### [TASK ITEM]
Could you write out the records exactly as they are given?

### [DATA FOR THIS EXERCISE]
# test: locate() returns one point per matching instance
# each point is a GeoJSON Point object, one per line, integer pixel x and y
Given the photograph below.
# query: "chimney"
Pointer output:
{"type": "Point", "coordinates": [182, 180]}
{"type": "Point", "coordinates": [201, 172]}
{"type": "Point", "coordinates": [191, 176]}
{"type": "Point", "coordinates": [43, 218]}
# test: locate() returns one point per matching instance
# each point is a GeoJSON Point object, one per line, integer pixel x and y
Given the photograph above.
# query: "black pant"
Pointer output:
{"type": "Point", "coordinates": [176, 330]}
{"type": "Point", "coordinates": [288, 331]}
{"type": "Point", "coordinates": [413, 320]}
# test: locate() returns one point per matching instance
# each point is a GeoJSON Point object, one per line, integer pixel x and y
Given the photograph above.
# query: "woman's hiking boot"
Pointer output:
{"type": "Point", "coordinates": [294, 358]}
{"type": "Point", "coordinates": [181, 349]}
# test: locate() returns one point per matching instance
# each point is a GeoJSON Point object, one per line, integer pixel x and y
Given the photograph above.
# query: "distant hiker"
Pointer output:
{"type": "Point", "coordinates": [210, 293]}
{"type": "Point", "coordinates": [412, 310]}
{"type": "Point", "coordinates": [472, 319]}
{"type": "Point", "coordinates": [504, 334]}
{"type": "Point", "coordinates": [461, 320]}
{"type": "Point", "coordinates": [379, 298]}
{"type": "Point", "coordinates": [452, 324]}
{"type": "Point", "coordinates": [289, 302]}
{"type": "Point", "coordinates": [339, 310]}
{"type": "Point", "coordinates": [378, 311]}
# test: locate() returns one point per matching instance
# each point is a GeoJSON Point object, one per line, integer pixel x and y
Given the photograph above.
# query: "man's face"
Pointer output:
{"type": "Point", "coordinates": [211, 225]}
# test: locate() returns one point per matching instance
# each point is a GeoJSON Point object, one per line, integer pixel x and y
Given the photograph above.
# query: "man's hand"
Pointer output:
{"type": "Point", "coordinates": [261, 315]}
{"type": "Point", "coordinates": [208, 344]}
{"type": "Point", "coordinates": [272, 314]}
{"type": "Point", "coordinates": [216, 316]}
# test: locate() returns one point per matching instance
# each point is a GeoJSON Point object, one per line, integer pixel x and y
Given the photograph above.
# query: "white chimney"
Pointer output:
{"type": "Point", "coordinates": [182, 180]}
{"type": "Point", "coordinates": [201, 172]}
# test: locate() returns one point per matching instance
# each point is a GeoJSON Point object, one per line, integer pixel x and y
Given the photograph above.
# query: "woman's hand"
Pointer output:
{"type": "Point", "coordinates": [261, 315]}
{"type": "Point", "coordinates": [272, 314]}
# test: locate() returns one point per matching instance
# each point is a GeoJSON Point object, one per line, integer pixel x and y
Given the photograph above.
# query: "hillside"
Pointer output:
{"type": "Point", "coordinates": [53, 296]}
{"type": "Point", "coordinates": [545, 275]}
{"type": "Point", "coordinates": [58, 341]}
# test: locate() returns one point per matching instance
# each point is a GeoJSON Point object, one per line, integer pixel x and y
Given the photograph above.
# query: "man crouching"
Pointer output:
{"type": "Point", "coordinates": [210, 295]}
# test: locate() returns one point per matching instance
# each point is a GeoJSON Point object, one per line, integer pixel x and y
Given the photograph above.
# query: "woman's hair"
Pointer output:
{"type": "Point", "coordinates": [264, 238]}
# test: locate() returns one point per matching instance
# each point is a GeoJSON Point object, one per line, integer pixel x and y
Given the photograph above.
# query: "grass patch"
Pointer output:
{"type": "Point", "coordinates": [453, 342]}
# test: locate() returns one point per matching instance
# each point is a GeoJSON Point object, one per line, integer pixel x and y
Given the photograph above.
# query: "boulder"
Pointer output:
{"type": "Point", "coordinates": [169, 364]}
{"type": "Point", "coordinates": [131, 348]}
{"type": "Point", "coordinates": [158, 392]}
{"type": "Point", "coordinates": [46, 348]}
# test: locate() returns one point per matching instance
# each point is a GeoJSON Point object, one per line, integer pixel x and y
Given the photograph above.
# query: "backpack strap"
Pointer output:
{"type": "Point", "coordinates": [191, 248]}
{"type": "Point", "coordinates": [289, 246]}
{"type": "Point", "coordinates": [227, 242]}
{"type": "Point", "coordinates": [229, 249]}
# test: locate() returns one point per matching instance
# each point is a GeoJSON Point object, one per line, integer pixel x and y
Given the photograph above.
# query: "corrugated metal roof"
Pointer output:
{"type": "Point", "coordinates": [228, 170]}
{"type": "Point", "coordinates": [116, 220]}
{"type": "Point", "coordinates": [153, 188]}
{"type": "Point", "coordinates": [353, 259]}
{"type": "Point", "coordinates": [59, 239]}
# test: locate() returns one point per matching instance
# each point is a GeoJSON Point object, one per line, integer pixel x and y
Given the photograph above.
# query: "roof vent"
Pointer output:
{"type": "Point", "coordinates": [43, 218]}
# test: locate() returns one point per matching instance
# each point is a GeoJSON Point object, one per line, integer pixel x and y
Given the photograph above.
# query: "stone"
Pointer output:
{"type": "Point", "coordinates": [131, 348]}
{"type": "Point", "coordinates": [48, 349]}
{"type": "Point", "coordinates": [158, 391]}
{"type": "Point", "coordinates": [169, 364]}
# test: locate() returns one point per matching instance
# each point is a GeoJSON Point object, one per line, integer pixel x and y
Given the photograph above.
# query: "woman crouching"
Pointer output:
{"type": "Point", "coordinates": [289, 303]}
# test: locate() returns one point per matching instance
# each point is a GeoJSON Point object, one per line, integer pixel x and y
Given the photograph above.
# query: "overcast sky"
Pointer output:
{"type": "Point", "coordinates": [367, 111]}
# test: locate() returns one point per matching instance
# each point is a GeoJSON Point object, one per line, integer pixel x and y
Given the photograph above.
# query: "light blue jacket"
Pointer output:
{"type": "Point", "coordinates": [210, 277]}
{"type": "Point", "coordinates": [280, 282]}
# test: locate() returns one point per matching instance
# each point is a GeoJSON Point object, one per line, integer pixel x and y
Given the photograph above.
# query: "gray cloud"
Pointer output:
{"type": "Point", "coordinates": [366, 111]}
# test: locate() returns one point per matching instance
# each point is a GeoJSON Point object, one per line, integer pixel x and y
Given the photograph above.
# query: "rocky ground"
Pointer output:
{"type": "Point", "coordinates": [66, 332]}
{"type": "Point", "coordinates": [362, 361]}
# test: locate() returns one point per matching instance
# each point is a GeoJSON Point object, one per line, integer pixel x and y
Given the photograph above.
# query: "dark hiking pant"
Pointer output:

### [YOUR RESPONSE]
# test: locate() returns one point per matching instance
# each point is a GeoJSON Point object, one per line, integer pixel x and y
Given the photograph below.
# query: "chimney"
Pointer output:
{"type": "Point", "coordinates": [182, 180]}
{"type": "Point", "coordinates": [201, 172]}
{"type": "Point", "coordinates": [191, 176]}
{"type": "Point", "coordinates": [43, 218]}
# test: locate() returns one point per matching instance
# each point is a GeoJSON Point object, one per line, integer pixel x and y
Given the photograph above.
# query: "black pant"
Pointer output:
{"type": "Point", "coordinates": [176, 330]}
{"type": "Point", "coordinates": [288, 331]}
{"type": "Point", "coordinates": [413, 320]}
# test: locate() returns one point per matching instance
# each point is a GeoJSON Point object, one per line, integer pixel x and y
Given the photograph above.
# query: "woman's hiking boot"
Pointer output:
{"type": "Point", "coordinates": [294, 358]}
{"type": "Point", "coordinates": [181, 349]}
# test: locate() returns one point per matching instance
# each point is a GeoJSON Point object, one per line, integer pixel x and y
Given the photograph above.
# query: "distant hiker"
Pointer output:
{"type": "Point", "coordinates": [210, 293]}
{"type": "Point", "coordinates": [412, 310]}
{"type": "Point", "coordinates": [472, 319]}
{"type": "Point", "coordinates": [504, 334]}
{"type": "Point", "coordinates": [461, 320]}
{"type": "Point", "coordinates": [379, 298]}
{"type": "Point", "coordinates": [452, 324]}
{"type": "Point", "coordinates": [289, 302]}
{"type": "Point", "coordinates": [339, 310]}
{"type": "Point", "coordinates": [378, 311]}
# test: locate() returns one point per matching instance
# each point is a GeoJSON Point object, one per line, integer pixel x and y
Given the photograph above.
# query: "man's face"
Pointer output:
{"type": "Point", "coordinates": [211, 225]}
# test: locate() returns one point per matching instance
# each point is a GeoJSON Point object, one per line, integer pixel x and y
Given the photograph above.
# query: "man's hand"
Pointer output:
{"type": "Point", "coordinates": [261, 315]}
{"type": "Point", "coordinates": [208, 344]}
{"type": "Point", "coordinates": [272, 314]}
{"type": "Point", "coordinates": [216, 316]}
# test: locate() returns one point per matching instance
# each point is a GeoJSON Point object, one per line, integer pixel x and y
Given the photograph above.
# query: "white chimney"
Pointer output:
{"type": "Point", "coordinates": [182, 180]}
{"type": "Point", "coordinates": [201, 172]}
# test: locate() returns one point per matching instance
# each point is a GeoJSON Point object, one per line, integer pixel x and y
Given the photograph above.
# query: "woman's hand"
Pointer output:
{"type": "Point", "coordinates": [261, 315]}
{"type": "Point", "coordinates": [272, 314]}
# test: locate() returns one point per matching instance
# each point is a GeoJSON Point object, one per line, integer pixel x and y
Given the photograph above.
# query: "hillside"
Pointer output:
{"type": "Point", "coordinates": [53, 296]}
{"type": "Point", "coordinates": [545, 275]}
{"type": "Point", "coordinates": [58, 341]}
# test: locate() returns one point per matching instance
# each point is a GeoJSON Point object, one per line, integer pixel x and y
Given the photograph above.
# query: "man crouching"
Pointer output:
{"type": "Point", "coordinates": [210, 295]}
# test: locate() returns one point per matching instance
# each point is a GeoJSON Point object, one per line, integer pixel x and y
Given the photograph above.
# query: "woman's hair"
Pointer output:
{"type": "Point", "coordinates": [264, 238]}
# test: locate() returns one point per matching instance
# each point is a GeoJSON Point object, one per line, integer pixel x and y
Given the photograph above.
# query: "grass patch"
Pointer output:
{"type": "Point", "coordinates": [453, 342]}
# test: locate() returns one point per matching instance
# each point is a GeoJSON Point object, one per line, integer pixel x and y
Given the photograph above.
# query: "boulder"
Pointer output:
{"type": "Point", "coordinates": [169, 364]}
{"type": "Point", "coordinates": [131, 348]}
{"type": "Point", "coordinates": [158, 392]}
{"type": "Point", "coordinates": [46, 348]}
# test: locate() returns one point per matching instance
# each point is a GeoJSON Point object, one per line, integer pixel x and y
Given the photograph above.
# query: "backpack strap"
Pointer output:
{"type": "Point", "coordinates": [191, 248]}
{"type": "Point", "coordinates": [289, 246]}
{"type": "Point", "coordinates": [227, 242]}
{"type": "Point", "coordinates": [229, 249]}
# test: locate() returns one point per matching instance
# each point is a GeoJSON Point object, one per line, integer pixel x and y
Given the photograph above.
# query: "corrugated metal roof"
Pointer output:
{"type": "Point", "coordinates": [228, 170]}
{"type": "Point", "coordinates": [116, 220]}
{"type": "Point", "coordinates": [153, 188]}
{"type": "Point", "coordinates": [353, 259]}
{"type": "Point", "coordinates": [59, 239]}
# test: locate() returns one point per matching instance
# each point is a GeoJSON Point object, one per line, integer pixel x and y
Given the photograph above.
# query: "roof vent"
Pointer output:
{"type": "Point", "coordinates": [43, 218]}
# test: locate() returns one point per matching instance
# each point is a GeoJSON Point object, one per line, integer pixel x and y
Given the photograph above.
# query: "stone"
Pointer output:
{"type": "Point", "coordinates": [131, 348]}
{"type": "Point", "coordinates": [48, 349]}
{"type": "Point", "coordinates": [158, 391]}
{"type": "Point", "coordinates": [169, 364]}
# test: locate() returns one point per matching instance
# each point is a GeoJSON Point object, one per line, integer pixel x and y
Given the photograph above.
# query: "woman crouching"
Pointer output:
{"type": "Point", "coordinates": [289, 303]}
# test: locate() returns one point per matching instance
# each point is a GeoJSON Point object, one per line, integer pixel x and y
Given the photograph above.
# query: "overcast sky"
Pointer output:
{"type": "Point", "coordinates": [367, 111]}
# test: locate() returns one point per matching instance
# each point is a GeoJSON Point object, one per line, integer pixel x and y
Given the photograph above.
# query: "light blue jacket"
Pointer output:
{"type": "Point", "coordinates": [210, 277]}
{"type": "Point", "coordinates": [280, 282]}
# test: locate() returns one point per matching instance
# each point is a GeoJSON Point object, one per line, integer pixel x and y
Given the photograph above.
# query: "gray cloud"
Pointer output:
{"type": "Point", "coordinates": [366, 111]}
# test: locate() returns one point per matching instance
# each point is a GeoJSON Point object, one per line, integer pixel x and y
Given the photograph above.
# query: "rocky ground"
Pointer output:
{"type": "Point", "coordinates": [66, 332]}
{"type": "Point", "coordinates": [362, 361]}
# test: locate() returns one point per matching instance
# each point is a GeoJSON Point object, one per line, integer pixel x and y
Given the photograph above.
# query: "dark hiking pant"
Pointer output:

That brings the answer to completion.